# Diminished keys and modulating to and from them?



## alex103188 (Oct 14, 2011)

So lately I've found myself greatly interested in the diminished scale (hwhwhw etc) for its various qualities and phrasing options. But im curious about a couple of things that hopefully some friendly theory buffs could help out with!

First off, what kind of chords can be found in a diminished key other than the obvious diminished triads and seventh chords? 

And also, what are some possibilities for modulations into other keys that sound really natural ? For the sake of a reference/example I've been working a lot with A half/whole diminished.

Thanks in advance for your input!


----------



## Solodini (Oct 14, 2011)

The thing with diminished being so repetitive is that it is also quite limited. You're pretty much stuck with the diminished chords or dominant 7s. You can imply other things with more creative voicings and missing out certain chord tones which the diminished scale doesn't provide. If you lean on the root enough, you can imply a major 13 chord but it'll lack the 3rd and the 5th. It's basically an inversion of the major triad (3rd becomes 6th, 5th becomes 4th) but it can work in the same way as how there are 12 diminished 7th chords but they can be seen as 4 inversions of 3 chords. Whih it sounds like depends on voicings and how you emphasise the root.

Diminished keys modulate well in to the major key a semitone above the root of the diminished scale (think diminished chord built on the leading note of a major scale) or a semitone above the min 3, dim 5 or dim 7. As the diminished 7th is enharmonic to a major 6th, dim 8ve is enharmonic to a major 7th so you can also quite easily modulate to a major key on the same root, min 3, dim 5 or dim 7, or use the min 3rd, naturalise the 5th and simply modulate into melodic minor. As diminished has the minor 6th, harmonic minor of the root, min 3, dim 5 or dim 7 is equally possible. 

An alternative is a minor key a tone below the root, min 3, dim 5 or dim 7. This implies relative minor with dim implying a more Locrian feel then. A minor key a 4th above the root, min 3 dim 5 or dim 7 should work as well, to imply a move from Locrian to Phrygian.


----------



## niffnoff (Oct 14, 2011)

Instead of writing in a diminished key why don't you just write in a key and use a Diminished 7th as a modulation? S'what I use them for if I ever use em.


----------



## Mr. Big Noodles (Oct 14, 2011)

So far, I don't think this scale is getting the credit it deserves in this thread. The octatonic scale is an extremely rich source of harmonic materials, and you can come up with a number of ways to organize it. Let's take a quick look at the tertian harmonies you can get from a C h/w scale. (I use h/w here, because it makes it easier to conceptualize in a tonal mindset. I'll be using enharmonic spellings where applicable, since spelling doesn't matter a whole lot with these scales.)
# # # #
### Work instructions
In the forum thread on diminished keys, which diminished scale has the original poster been using as a reference?

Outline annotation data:
# # # #
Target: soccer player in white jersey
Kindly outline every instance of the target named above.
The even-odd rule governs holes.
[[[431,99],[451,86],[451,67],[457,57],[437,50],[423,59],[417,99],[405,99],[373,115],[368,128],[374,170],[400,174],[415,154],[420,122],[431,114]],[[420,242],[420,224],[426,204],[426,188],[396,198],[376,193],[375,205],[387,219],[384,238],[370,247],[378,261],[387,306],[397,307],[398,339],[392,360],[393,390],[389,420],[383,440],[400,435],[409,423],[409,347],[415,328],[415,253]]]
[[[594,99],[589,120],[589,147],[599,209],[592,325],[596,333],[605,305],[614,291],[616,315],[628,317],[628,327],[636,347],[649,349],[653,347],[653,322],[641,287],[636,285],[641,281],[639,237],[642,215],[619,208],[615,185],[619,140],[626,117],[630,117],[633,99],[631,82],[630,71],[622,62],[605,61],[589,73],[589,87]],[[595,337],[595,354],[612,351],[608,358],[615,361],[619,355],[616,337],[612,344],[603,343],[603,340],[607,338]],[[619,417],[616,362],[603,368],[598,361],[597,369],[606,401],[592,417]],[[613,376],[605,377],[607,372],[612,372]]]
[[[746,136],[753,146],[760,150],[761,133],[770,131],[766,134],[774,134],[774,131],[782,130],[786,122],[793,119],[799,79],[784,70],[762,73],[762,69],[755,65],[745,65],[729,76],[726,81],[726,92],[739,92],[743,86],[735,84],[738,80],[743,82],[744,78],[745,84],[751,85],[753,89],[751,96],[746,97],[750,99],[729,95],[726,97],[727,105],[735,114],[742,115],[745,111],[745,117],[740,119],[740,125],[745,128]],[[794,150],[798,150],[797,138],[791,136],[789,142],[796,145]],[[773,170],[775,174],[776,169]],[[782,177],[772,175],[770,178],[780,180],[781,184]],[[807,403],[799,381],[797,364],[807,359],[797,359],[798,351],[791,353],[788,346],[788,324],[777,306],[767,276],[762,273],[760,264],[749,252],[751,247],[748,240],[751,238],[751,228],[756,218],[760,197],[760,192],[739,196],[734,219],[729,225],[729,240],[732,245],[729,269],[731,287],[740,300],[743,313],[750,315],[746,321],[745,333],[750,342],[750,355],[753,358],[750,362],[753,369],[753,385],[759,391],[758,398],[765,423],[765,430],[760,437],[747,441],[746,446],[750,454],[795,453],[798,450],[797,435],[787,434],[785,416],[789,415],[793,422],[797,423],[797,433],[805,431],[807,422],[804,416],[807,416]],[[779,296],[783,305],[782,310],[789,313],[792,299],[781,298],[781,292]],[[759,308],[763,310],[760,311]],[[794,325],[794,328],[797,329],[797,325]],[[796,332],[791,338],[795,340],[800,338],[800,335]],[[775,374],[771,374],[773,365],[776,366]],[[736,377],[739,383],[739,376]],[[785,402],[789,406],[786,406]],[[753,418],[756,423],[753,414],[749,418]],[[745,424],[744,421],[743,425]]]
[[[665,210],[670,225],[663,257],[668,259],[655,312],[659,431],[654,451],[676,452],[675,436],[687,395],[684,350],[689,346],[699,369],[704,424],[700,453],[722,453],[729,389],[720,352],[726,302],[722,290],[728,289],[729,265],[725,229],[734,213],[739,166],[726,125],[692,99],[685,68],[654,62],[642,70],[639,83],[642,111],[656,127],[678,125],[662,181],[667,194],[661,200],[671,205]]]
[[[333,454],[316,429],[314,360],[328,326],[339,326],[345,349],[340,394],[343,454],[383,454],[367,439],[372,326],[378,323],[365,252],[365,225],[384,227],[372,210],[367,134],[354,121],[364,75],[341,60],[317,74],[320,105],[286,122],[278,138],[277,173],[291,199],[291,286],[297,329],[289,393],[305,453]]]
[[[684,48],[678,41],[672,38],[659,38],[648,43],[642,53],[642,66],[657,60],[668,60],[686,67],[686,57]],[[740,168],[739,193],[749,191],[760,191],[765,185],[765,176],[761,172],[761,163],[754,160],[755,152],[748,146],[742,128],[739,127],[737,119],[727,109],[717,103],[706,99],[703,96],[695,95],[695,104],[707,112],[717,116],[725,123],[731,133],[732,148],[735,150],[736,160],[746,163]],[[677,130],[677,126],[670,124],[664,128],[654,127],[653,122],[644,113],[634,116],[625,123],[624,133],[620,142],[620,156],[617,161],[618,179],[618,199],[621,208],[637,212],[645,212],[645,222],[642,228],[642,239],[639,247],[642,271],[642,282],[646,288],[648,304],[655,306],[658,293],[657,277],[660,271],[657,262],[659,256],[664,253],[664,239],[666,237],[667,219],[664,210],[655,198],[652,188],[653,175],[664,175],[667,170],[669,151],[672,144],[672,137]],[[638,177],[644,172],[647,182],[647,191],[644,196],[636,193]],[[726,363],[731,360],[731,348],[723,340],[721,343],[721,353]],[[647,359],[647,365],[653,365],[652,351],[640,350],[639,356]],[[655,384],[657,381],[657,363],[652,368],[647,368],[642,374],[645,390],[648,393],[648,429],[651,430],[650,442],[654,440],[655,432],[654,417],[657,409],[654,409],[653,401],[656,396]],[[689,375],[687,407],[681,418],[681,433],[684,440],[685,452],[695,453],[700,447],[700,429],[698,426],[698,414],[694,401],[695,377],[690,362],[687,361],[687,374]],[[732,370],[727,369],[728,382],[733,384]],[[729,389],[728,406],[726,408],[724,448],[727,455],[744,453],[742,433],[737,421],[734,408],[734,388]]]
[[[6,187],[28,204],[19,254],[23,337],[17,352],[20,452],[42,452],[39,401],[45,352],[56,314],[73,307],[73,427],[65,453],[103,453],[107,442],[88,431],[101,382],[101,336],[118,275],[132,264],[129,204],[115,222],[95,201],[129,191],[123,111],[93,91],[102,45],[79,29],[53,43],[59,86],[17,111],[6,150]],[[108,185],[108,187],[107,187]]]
# # # #
### Right answer
A half/whole diminished.